How to complete this task:
Starting at the line with "Target: concrete pillar" and going on through the line with "Target: white car", reproduce each line in the records below exactly and nothing more.
══ Given data
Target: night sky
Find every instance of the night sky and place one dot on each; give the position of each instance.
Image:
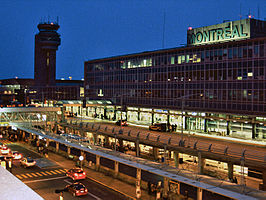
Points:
(92, 29)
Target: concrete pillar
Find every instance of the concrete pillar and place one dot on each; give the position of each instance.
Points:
(137, 148)
(205, 125)
(57, 147)
(155, 153)
(199, 193)
(120, 142)
(138, 184)
(116, 168)
(95, 139)
(165, 187)
(23, 135)
(254, 130)
(228, 127)
(47, 142)
(97, 162)
(176, 159)
(201, 163)
(107, 143)
(68, 151)
(230, 167)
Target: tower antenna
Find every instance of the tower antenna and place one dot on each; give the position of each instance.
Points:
(163, 28)
(258, 11)
(240, 15)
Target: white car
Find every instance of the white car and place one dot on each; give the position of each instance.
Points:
(27, 162)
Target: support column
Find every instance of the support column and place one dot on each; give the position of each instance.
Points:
════
Task result:
Target: concrete pillar
Find every instance of the concrete pillar and place one dot on each; give the position of each instance.
Points:
(137, 148)
(205, 125)
(57, 147)
(155, 153)
(199, 193)
(120, 142)
(138, 184)
(116, 168)
(95, 139)
(165, 187)
(23, 135)
(254, 130)
(228, 127)
(47, 142)
(97, 162)
(176, 159)
(201, 163)
(107, 143)
(68, 151)
(230, 167)
Target: tower antenna
Find every instance of the tower antenna and place one dot on each; give the position of each instance.
Points:
(163, 28)
(258, 11)
(240, 15)
Target: white car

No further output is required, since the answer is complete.